(Data for this exercise begins)
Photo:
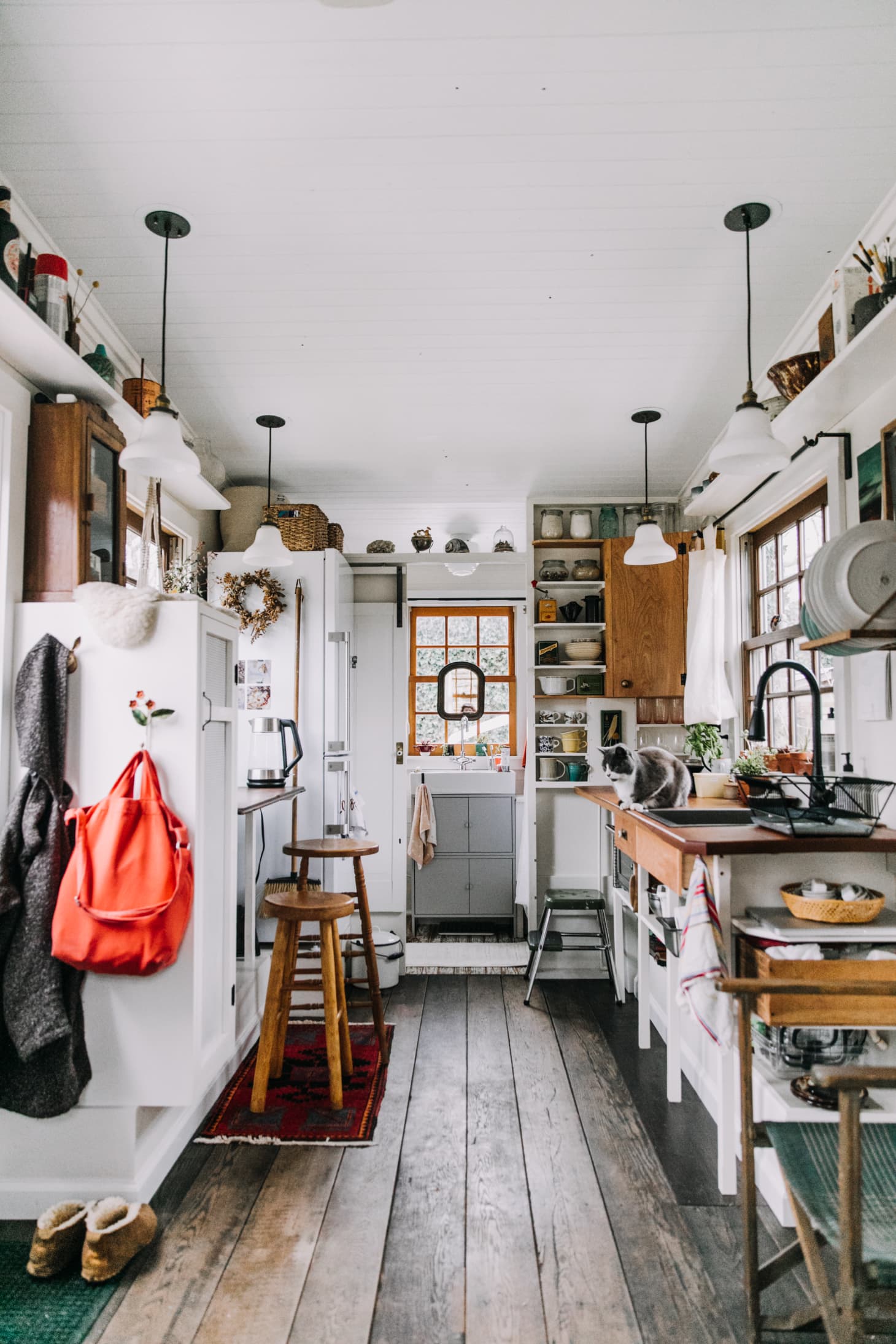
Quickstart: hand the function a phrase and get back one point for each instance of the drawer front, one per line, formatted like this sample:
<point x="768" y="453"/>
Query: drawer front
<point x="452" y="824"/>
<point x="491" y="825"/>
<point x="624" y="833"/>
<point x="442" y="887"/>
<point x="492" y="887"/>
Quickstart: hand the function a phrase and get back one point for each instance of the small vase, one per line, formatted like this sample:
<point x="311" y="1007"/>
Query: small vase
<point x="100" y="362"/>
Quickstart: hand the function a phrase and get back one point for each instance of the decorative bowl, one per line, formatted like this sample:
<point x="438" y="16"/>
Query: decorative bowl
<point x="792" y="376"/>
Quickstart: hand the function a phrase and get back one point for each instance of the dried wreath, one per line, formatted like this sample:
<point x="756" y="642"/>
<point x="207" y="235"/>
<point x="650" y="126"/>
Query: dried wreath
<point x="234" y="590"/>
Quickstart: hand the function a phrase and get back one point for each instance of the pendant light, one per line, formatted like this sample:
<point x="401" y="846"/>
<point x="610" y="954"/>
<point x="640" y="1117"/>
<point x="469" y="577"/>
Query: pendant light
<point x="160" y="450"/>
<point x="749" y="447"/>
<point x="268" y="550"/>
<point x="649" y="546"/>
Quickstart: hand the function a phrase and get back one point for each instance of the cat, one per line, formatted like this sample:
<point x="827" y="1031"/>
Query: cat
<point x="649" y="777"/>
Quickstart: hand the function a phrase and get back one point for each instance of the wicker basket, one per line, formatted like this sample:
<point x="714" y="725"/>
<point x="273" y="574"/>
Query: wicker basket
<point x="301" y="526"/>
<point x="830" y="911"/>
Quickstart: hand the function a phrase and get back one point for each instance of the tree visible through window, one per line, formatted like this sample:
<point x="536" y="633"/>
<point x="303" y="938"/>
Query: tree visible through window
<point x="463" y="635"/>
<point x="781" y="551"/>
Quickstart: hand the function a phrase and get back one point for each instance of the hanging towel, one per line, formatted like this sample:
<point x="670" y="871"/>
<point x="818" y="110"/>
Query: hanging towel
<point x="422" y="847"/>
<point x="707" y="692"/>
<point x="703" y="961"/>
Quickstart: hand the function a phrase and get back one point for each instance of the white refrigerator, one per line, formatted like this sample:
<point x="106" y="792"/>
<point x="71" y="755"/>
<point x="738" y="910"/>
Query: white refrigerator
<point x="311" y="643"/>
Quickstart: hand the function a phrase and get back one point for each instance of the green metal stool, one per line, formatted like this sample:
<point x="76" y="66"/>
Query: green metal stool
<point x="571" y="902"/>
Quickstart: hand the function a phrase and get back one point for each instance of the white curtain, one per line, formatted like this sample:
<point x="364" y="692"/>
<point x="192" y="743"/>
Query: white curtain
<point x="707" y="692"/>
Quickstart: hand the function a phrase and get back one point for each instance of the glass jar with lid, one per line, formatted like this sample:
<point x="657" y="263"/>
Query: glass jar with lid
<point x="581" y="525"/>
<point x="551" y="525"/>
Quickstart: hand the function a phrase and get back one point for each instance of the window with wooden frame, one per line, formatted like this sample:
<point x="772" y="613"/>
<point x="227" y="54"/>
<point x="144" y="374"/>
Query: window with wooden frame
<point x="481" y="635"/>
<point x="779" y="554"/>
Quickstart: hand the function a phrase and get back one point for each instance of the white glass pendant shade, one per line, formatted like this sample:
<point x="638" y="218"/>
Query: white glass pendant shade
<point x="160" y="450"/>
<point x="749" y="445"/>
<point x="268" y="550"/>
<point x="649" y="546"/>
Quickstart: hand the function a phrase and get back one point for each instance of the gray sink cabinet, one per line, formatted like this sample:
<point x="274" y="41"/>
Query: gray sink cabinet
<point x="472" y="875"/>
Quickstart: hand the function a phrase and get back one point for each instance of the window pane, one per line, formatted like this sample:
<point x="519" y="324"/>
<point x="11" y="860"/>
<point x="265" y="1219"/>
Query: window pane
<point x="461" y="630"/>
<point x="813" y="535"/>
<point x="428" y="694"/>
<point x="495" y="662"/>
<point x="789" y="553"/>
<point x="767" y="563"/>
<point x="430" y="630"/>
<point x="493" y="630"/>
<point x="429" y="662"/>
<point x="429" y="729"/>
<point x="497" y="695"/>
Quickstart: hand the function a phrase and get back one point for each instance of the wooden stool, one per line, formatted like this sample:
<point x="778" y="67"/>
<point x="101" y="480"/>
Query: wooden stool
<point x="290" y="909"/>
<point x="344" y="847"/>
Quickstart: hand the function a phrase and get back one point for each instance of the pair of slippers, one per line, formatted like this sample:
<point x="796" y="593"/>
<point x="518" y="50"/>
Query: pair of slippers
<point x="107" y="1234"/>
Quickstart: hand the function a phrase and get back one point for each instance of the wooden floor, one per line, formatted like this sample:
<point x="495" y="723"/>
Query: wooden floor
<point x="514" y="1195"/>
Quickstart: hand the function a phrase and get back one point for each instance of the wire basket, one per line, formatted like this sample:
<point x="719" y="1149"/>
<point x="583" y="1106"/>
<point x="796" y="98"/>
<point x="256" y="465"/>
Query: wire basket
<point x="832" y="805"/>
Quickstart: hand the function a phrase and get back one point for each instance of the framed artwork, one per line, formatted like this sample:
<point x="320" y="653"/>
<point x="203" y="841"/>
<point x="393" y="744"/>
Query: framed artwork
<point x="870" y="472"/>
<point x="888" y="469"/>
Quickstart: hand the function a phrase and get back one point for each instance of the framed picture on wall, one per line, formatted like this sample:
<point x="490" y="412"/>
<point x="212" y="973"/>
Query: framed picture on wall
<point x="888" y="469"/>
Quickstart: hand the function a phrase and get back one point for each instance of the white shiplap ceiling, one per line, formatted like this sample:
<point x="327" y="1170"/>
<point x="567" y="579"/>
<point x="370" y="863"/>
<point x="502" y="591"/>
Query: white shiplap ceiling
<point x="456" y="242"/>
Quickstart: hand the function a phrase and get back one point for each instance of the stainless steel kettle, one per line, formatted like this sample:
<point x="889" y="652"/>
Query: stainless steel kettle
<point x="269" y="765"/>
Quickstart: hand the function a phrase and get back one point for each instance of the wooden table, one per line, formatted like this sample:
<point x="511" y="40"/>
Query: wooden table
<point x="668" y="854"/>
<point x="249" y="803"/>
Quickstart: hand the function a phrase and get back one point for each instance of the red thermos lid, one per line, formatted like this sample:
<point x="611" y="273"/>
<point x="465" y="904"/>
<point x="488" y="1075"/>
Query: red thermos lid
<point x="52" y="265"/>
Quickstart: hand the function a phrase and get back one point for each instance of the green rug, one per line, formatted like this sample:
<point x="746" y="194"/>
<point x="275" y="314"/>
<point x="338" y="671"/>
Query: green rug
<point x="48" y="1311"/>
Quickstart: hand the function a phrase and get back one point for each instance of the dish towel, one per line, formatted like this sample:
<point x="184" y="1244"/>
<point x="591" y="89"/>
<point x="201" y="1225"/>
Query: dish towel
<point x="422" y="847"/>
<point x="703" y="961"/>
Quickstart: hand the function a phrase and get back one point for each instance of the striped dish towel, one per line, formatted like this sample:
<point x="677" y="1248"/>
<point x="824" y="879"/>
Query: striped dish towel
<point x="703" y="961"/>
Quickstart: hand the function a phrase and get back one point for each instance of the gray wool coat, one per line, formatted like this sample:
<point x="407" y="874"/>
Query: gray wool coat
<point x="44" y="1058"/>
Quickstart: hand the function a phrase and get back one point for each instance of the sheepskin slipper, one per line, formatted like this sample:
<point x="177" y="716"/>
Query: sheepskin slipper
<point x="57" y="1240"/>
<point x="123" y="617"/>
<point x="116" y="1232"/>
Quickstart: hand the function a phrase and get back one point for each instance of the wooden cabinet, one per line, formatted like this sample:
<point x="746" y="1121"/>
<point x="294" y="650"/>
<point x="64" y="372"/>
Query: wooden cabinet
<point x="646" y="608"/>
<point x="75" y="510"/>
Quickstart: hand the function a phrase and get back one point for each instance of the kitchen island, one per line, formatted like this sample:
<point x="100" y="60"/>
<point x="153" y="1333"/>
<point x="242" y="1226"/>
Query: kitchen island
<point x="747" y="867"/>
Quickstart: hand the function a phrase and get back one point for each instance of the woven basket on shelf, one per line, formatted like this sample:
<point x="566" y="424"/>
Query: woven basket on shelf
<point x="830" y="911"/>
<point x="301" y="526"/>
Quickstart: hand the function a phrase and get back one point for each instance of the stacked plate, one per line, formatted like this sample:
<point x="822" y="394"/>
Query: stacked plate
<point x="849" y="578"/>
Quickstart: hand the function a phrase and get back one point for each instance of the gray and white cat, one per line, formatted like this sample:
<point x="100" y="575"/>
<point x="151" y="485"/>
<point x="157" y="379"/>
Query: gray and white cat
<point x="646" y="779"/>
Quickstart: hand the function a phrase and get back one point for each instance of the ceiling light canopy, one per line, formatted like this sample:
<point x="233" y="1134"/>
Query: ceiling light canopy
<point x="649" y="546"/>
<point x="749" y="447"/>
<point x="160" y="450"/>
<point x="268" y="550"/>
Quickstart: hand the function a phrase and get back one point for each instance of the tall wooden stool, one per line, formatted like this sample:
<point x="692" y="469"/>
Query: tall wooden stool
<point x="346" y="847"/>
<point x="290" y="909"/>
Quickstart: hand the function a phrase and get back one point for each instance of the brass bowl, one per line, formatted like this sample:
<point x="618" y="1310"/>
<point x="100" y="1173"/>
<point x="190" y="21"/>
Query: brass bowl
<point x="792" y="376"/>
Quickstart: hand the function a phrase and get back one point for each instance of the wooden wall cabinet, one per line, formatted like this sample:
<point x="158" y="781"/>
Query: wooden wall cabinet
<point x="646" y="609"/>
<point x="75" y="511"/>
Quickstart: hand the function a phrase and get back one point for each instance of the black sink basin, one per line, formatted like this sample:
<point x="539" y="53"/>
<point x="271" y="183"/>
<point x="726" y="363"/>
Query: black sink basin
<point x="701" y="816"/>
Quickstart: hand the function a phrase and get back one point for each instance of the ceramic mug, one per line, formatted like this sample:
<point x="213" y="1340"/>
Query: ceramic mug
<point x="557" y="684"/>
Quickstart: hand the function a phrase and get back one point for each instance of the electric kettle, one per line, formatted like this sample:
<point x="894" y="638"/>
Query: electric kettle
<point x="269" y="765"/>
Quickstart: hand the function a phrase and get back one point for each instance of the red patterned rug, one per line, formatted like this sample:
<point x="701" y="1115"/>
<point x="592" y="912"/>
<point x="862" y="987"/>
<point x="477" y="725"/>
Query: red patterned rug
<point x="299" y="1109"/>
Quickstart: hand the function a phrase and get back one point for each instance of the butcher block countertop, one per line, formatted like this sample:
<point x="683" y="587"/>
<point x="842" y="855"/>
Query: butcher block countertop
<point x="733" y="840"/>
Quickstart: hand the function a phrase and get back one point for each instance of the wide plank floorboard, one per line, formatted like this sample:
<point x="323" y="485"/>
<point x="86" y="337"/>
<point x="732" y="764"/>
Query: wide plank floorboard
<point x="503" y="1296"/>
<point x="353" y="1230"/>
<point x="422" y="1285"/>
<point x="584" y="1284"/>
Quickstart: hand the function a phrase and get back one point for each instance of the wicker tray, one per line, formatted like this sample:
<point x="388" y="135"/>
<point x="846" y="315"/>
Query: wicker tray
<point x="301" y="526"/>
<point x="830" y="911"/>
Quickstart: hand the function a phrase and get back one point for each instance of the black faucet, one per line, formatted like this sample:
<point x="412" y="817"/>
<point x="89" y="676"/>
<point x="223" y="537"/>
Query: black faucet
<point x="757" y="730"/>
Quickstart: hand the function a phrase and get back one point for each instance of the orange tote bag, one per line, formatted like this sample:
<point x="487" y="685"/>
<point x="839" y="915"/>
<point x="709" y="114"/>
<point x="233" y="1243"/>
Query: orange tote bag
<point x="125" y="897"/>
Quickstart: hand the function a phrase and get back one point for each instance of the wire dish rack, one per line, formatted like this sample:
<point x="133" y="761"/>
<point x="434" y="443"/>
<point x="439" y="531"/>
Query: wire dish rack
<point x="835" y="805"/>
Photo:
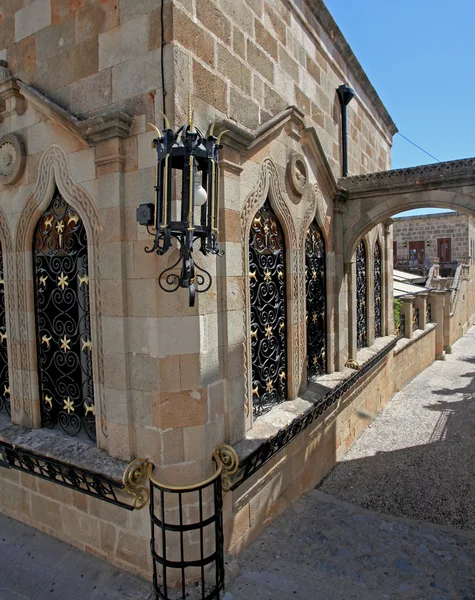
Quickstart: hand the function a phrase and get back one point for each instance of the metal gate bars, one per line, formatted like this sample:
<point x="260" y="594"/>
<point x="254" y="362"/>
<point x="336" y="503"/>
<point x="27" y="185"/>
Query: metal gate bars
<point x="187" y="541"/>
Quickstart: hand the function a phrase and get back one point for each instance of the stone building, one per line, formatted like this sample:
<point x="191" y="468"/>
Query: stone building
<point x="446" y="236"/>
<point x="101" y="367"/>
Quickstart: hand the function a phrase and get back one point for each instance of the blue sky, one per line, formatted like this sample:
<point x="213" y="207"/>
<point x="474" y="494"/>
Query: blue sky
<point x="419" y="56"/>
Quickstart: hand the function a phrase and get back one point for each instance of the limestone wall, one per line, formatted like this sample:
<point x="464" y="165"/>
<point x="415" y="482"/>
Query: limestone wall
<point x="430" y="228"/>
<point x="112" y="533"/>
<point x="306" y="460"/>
(Data for this exercise ends)
→ **Task directions**
Only the lines from the one containing "of the butcher" through the one containing "of the wide" are to be retyped, both boundary lines included, with no other material.

→ **Response to the exercise**
Quickstart: hand the function a phrase and get back one point for each instance of the butcher block countertop, one per line, formatted like this sample:
<point x="683" y="587"/>
<point x="842" y="855"/>
Query: butcher block countertop
<point x="733" y="840"/>
Quickstart: hand the function a phrase and get back one point for each instance of the wide plank floorboard, one per line, formatted like this sample:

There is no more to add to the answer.